[Exercise task]: Copy the listing below word for word, starting at the line that contains "Within the image above, is any cinnamon" and stopping after the line that contains "[7, 91, 135, 150]".
+-------+
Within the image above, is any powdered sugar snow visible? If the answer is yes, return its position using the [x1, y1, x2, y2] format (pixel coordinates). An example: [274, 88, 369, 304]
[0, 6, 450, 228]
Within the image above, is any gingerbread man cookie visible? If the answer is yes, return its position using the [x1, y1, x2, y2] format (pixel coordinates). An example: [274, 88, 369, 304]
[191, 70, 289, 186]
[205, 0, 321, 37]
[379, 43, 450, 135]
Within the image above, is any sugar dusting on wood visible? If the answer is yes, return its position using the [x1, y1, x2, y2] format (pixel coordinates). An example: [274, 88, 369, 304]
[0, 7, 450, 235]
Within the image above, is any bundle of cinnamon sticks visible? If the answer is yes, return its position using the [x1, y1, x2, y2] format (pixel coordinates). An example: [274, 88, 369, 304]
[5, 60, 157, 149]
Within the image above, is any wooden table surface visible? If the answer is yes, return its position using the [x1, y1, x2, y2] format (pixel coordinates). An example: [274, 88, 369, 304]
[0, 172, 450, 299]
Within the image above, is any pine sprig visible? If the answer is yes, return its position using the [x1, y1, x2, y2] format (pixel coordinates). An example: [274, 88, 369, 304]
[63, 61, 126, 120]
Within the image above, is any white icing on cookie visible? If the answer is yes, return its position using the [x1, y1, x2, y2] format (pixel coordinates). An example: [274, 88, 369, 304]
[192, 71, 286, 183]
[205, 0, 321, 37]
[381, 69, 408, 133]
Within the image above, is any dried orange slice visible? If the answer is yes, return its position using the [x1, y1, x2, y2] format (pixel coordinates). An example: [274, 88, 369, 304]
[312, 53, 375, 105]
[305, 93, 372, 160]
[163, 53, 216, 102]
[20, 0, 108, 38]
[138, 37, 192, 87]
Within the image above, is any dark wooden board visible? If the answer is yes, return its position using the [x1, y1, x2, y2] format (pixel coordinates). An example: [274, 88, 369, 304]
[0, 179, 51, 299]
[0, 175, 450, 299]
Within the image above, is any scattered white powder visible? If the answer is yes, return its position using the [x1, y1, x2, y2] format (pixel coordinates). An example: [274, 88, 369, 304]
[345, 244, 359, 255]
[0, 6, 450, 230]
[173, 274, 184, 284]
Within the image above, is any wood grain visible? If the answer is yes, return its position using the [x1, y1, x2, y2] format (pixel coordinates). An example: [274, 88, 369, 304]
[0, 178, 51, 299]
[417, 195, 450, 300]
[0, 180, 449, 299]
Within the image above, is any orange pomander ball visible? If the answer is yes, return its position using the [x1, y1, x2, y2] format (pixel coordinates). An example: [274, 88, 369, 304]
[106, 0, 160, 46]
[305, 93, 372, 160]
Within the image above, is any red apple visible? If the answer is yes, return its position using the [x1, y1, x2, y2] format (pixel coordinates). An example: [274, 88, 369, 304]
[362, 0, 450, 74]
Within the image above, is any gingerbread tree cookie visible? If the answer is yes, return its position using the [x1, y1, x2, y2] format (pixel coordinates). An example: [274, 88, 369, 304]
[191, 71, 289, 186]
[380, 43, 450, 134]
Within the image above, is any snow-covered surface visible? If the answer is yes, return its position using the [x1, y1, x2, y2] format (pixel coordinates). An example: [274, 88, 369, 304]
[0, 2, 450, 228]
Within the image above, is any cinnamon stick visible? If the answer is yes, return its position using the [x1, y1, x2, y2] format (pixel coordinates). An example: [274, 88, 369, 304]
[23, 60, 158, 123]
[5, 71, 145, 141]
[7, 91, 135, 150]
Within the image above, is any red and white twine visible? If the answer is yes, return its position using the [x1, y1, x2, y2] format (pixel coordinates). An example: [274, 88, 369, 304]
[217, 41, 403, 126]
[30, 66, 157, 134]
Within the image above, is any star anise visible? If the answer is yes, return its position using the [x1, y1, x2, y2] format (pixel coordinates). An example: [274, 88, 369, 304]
+-------+
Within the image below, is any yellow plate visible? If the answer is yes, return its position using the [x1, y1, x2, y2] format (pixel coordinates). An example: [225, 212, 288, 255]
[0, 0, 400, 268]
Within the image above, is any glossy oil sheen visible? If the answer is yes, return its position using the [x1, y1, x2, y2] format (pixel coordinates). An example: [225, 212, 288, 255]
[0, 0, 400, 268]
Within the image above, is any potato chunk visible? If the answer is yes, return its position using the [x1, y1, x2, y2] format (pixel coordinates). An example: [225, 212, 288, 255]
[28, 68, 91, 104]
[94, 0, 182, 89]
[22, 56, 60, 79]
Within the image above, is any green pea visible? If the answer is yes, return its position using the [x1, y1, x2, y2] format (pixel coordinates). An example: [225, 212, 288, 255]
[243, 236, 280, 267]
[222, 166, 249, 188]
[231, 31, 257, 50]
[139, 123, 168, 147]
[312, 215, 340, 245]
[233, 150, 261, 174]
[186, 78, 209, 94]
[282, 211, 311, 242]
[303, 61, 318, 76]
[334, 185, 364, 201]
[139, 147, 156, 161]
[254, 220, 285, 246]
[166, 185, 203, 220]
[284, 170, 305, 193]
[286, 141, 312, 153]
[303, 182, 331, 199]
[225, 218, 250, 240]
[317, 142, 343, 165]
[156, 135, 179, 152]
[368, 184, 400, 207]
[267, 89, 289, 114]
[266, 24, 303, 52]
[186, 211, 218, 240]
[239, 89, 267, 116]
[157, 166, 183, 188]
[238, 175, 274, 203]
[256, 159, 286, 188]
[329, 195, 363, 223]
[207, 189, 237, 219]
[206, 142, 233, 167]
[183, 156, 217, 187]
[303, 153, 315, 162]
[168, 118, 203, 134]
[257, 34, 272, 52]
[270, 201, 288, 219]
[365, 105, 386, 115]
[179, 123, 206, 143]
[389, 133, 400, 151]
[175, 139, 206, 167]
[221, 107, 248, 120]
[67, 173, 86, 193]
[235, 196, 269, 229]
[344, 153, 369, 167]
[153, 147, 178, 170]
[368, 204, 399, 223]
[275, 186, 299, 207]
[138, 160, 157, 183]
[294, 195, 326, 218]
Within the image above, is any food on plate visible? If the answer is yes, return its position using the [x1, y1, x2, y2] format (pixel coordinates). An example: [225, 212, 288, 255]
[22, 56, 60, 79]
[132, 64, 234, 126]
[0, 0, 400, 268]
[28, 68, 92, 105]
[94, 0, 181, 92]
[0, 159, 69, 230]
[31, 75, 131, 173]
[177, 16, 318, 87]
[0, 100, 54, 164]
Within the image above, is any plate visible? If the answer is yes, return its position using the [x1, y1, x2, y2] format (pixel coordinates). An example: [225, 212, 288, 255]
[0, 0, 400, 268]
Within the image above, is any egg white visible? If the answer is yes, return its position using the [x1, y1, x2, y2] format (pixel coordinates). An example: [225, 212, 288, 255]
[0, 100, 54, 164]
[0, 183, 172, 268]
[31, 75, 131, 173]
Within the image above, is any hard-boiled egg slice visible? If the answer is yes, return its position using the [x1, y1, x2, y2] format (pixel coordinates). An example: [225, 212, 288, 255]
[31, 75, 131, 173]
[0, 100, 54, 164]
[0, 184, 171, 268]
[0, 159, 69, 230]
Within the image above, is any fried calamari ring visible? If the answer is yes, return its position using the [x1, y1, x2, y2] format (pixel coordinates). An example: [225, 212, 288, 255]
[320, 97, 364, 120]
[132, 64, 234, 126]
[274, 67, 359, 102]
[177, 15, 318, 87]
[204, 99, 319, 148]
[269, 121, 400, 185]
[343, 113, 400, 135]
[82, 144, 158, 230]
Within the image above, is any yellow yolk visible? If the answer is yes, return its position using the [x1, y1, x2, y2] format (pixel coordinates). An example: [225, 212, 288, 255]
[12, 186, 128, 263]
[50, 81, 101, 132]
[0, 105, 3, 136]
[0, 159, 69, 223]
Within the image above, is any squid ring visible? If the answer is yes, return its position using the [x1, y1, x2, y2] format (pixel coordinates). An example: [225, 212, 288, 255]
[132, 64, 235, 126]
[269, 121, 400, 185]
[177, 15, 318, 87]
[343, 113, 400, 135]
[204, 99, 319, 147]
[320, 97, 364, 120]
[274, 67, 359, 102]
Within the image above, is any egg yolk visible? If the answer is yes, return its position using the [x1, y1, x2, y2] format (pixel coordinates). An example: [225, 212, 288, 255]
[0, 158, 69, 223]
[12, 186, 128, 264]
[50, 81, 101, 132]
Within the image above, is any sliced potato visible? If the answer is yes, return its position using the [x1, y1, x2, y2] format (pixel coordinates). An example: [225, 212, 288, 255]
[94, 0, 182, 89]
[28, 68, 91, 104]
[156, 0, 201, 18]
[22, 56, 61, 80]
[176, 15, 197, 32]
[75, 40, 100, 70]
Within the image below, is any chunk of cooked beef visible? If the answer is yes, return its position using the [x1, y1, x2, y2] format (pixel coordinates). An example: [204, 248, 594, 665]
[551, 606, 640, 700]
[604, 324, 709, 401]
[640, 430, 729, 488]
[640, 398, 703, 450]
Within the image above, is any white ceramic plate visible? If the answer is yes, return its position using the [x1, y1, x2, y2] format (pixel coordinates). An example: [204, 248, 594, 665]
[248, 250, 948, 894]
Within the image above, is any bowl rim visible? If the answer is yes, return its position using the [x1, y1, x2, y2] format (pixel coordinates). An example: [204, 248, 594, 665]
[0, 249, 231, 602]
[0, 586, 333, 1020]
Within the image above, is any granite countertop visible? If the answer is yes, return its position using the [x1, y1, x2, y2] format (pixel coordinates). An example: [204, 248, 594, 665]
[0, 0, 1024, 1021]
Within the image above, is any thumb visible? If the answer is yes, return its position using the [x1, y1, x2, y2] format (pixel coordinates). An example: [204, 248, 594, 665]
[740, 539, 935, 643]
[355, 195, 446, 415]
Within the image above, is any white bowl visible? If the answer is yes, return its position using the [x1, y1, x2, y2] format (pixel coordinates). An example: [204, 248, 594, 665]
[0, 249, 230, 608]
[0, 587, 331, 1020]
+-------+
[Result of the exercise]:
Within the image above, is any cinnamon stick visible? If the answer is yes, return its position using the [x1, y1, x2, y2] format (pixel coordinates). An example: [274, 88, 369, 304]
[23, 60, 158, 123]
[5, 71, 145, 141]
[7, 91, 135, 150]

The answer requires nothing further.